Work to complete >> Starting from the line containing "Put a point on every instance of the metal door", write out the rest of the entries exactly, through the final line, including nothing else.

(Items from a dataset)
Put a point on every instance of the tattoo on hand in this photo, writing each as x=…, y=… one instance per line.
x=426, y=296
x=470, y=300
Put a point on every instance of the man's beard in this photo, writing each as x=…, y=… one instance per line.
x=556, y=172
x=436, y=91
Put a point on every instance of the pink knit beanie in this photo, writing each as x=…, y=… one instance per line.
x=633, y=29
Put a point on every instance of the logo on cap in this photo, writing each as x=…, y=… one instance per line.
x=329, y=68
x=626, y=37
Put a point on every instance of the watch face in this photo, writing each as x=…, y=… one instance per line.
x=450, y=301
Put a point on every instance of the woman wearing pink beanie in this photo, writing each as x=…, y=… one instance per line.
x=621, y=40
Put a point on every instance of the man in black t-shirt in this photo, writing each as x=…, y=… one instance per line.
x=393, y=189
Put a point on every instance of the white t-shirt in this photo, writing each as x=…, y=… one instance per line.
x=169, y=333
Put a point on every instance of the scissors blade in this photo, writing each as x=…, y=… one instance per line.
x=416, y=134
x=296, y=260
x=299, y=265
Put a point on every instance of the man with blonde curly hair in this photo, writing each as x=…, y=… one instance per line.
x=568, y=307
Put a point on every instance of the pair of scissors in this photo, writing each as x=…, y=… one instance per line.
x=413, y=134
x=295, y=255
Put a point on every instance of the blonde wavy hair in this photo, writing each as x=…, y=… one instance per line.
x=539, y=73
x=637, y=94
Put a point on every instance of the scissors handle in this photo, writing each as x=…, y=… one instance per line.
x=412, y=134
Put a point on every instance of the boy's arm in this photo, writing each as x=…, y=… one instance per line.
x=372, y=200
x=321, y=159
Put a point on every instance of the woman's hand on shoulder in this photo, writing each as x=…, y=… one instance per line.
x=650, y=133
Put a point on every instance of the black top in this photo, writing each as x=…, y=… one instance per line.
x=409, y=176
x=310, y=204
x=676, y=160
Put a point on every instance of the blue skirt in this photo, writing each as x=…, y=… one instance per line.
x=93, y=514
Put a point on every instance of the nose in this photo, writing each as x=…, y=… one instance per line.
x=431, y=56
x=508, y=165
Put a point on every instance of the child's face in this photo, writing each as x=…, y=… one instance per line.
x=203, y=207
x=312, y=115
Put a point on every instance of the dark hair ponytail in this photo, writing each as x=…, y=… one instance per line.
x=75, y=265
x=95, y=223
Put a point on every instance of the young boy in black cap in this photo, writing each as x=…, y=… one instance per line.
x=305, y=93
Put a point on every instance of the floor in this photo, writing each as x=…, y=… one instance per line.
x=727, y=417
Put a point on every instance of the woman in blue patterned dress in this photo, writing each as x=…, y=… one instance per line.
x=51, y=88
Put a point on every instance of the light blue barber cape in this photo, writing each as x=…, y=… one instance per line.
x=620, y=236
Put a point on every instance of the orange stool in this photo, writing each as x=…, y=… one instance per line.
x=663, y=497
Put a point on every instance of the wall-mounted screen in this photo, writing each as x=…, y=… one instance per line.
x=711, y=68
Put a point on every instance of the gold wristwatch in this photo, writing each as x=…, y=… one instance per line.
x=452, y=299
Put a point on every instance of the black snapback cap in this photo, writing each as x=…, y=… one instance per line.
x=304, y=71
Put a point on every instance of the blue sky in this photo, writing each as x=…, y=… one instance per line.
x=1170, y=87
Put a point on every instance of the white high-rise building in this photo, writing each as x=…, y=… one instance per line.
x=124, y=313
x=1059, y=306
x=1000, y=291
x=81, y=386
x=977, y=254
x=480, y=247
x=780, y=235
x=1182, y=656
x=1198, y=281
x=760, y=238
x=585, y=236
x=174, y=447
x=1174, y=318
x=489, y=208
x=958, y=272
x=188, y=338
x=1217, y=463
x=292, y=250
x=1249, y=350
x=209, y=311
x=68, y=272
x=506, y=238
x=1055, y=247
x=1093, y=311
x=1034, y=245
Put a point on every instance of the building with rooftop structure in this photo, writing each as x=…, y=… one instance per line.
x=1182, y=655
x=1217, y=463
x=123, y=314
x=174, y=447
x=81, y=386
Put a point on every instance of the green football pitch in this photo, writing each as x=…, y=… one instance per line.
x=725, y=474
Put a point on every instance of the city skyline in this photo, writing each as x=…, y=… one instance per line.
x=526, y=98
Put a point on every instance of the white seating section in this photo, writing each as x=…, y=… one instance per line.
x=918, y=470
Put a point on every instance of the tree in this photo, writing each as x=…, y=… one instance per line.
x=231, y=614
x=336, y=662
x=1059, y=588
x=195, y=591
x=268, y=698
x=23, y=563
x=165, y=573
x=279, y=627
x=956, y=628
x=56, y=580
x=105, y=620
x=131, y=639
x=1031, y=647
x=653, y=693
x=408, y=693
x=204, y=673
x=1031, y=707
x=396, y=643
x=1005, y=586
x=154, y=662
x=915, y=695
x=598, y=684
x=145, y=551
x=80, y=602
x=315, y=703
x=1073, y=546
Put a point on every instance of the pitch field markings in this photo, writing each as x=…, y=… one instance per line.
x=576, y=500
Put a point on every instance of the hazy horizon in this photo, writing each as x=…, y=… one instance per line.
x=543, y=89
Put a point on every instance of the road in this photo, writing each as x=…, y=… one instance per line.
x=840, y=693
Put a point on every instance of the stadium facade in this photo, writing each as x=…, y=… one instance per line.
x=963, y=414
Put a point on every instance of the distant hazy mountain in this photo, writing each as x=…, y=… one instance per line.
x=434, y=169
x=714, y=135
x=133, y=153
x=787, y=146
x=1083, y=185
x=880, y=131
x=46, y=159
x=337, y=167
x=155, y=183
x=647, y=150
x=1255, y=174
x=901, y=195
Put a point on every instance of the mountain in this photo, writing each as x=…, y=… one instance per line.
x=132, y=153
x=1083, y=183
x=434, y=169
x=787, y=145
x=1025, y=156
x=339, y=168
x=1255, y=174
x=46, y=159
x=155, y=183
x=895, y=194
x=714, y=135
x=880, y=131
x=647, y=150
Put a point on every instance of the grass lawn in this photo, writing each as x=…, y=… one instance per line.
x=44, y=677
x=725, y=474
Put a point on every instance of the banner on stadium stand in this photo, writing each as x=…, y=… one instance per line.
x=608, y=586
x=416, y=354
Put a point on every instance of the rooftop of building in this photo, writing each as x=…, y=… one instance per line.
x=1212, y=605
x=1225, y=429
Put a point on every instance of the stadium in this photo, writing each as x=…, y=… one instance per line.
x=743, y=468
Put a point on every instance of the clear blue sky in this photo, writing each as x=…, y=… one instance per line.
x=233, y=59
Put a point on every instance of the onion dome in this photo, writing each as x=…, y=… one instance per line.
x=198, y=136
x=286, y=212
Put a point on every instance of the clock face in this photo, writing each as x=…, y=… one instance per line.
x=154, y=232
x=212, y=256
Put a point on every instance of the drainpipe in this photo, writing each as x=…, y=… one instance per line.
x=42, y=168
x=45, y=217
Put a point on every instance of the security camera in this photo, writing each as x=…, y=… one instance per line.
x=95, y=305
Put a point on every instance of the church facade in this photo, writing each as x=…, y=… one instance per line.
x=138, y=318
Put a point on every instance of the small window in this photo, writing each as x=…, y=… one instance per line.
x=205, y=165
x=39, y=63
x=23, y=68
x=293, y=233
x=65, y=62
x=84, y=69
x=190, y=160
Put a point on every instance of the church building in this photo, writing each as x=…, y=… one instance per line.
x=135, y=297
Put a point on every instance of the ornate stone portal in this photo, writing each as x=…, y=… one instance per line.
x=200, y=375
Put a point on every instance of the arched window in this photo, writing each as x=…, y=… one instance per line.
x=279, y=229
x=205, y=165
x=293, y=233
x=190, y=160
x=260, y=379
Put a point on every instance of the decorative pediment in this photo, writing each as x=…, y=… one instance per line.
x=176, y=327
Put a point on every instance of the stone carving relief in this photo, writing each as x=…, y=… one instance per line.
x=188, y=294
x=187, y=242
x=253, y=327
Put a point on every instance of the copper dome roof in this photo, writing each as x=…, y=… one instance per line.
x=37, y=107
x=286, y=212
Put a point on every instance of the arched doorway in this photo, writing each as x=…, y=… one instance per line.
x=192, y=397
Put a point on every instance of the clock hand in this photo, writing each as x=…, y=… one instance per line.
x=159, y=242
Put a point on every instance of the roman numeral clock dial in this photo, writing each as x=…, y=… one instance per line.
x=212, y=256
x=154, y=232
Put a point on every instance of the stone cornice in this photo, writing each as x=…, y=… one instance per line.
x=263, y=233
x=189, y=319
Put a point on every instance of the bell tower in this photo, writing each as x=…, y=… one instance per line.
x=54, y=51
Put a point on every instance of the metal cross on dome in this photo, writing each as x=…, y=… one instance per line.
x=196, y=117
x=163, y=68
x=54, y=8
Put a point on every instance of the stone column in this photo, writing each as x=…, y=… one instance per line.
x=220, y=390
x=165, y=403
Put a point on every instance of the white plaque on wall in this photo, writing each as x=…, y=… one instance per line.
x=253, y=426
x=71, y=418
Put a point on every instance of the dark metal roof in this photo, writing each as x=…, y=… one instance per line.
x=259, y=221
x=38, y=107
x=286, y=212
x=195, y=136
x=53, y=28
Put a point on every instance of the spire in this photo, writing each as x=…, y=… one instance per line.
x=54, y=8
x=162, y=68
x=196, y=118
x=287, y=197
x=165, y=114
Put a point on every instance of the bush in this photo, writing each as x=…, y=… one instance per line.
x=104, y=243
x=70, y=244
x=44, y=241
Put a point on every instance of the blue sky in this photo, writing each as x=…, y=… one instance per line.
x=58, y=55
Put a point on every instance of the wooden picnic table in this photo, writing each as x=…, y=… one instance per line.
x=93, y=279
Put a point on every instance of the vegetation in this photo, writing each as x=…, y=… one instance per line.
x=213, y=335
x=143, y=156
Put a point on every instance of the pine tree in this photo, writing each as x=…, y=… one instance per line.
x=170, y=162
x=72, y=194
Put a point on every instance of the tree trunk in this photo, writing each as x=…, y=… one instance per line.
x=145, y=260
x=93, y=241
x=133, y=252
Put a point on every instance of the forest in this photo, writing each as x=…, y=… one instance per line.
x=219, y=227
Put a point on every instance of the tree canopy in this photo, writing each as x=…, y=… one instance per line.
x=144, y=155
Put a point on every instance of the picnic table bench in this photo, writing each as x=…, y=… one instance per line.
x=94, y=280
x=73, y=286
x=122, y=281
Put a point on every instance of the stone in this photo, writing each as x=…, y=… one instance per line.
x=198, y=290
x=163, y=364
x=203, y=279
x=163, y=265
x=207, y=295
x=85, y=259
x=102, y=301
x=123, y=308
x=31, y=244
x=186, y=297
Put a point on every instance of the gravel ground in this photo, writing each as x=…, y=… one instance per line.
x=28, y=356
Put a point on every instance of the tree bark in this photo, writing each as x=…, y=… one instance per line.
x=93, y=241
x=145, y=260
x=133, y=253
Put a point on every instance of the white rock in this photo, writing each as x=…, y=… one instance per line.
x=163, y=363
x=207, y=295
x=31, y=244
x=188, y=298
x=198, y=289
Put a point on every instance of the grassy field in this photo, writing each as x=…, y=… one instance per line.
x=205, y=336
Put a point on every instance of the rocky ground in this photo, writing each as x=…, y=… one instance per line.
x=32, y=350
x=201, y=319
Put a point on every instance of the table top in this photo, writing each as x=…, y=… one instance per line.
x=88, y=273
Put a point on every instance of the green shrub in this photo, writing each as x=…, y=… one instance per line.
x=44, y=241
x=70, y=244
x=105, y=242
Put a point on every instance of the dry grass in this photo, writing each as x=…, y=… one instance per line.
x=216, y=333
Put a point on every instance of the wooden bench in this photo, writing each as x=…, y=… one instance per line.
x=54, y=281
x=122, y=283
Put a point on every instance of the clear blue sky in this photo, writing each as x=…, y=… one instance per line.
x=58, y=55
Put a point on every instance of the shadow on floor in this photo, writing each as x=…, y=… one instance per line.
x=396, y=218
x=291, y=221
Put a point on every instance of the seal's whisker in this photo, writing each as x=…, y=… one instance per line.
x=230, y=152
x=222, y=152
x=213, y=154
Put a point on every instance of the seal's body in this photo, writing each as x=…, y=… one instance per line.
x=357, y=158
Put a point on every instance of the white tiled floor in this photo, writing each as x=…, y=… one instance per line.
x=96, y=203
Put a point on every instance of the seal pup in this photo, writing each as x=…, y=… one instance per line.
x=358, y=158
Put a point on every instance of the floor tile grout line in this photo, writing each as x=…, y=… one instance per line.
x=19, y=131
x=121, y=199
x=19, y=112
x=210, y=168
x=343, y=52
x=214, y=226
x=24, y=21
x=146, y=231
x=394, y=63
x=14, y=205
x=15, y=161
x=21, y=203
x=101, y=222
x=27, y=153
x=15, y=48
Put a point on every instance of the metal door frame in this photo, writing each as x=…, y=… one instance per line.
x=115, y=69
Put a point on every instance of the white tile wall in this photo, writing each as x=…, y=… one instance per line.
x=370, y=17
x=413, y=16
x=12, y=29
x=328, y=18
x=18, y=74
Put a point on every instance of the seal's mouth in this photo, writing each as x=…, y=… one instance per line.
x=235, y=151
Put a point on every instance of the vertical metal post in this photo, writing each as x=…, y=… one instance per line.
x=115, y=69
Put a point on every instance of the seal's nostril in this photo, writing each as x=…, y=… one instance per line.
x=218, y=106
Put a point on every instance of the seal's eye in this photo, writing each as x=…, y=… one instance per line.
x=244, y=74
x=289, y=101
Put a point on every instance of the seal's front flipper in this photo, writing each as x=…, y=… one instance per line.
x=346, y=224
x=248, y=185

Complete answer >>
Put a point on every instance of the metal door frame in this photo, writing each as x=…, y=… one instance per line.
x=115, y=69
Put a point on every instance of the white tile wall in this photo, writing each as x=…, y=… one instance per line.
x=370, y=17
x=413, y=16
x=12, y=29
x=328, y=18
x=18, y=74
Put a point on every instance of the seal's mouth in this photo, writing each as x=…, y=… one instance per line.
x=235, y=151
Put a point on every instance of the vertical metal post in this photo, writing each as x=…, y=… one instance per line.
x=115, y=69
Put a point on every instance of the seal's nostril in this photo, writing each as x=…, y=… one instance per line.
x=218, y=106
Put a point on every instance of the seal's eye in this photo, writing each as x=…, y=… one instance per line.
x=244, y=74
x=289, y=101
Put a point on every instance of the seal's front flipper in this photo, writing each as x=…, y=… one instance per line.
x=346, y=224
x=248, y=185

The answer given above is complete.